● **DIRECTIVES**
[a] In the text on travel expense reimbursements, which Form W-2 boxes does an employer use to report reimbursed costs under a nonaccountable plan?
[b] Pick up the text on employer travel expense reimbursements where it stops and carry it forward.

::: PAGE

Written by Molly Waite, CPA, Tax Manager

Employers often send employees on work assignments outside of the state or county, particularly in the service industry. The tax treatment of an employer’s reimbursement of travel expenses depends on many factors including a company’s type of reimbursement plan.

There are two types of reimbursement plans:

  1. Accountable Plan – Requires an employee to provide proof of business connection, substantiation of expenses and return of excess advances. Reimbursements to employees that fully comply with an accountable plan are deductible as business expenses by the employer and not reported as income by the employee.
  2. Nonaccountable Plan – Plan fails to require an employee to provide proof of business connection, substantiation of expenses and return of excess advances. Under such a plan, the employer reports the entire amount of the costs reimbursed as taxable compensation on Form W-2 in boxes 1, 3 and 5. Taxes should be withheld the same as with regular compensation.

In addition to the basic plan type, there are many facts and circumstances that can impact the tax treatment of travel expense reimbursements, for example, an employee’s travel status under an accountable plan:

  • Temporary work assignment – Employment away from home in a single location that is realistically expected to last one year or less. The employee is considered to be in travel status and the reimbursement of travel expenses are deductible as business expenses by an employer.

::::::
::: LISTED ENTRIES

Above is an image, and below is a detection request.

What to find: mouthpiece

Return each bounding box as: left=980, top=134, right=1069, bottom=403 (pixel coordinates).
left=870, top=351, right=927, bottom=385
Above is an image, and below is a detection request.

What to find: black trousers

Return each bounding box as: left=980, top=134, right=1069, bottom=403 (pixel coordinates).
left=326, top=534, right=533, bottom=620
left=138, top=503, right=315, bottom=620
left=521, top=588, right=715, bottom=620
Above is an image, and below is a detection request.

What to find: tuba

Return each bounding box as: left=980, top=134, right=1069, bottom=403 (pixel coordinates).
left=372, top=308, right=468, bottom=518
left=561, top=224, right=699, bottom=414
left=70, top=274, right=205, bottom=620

::::::

● **RESULTS OF THE TASKS**
[a] Boxes 1, 3 and 5.

[b]
  • Indefinite work assignment – Employment away from home in a single location that is realistically expected to last for more than a year. The employee is considered to not be in travel status and reimbursements are treated as made under a nonaccountable plan as the employee is considered to have relocated and no longer working away from home. Reimbursements are included in the employee’s compensation.

It is important for an employer to establish a formal written travel expense reimbursement plan for many reasons including to document the tax treatment for the employer and employee, consequences of plan violations, impact of breaks in service and impact of changes to length of assignment.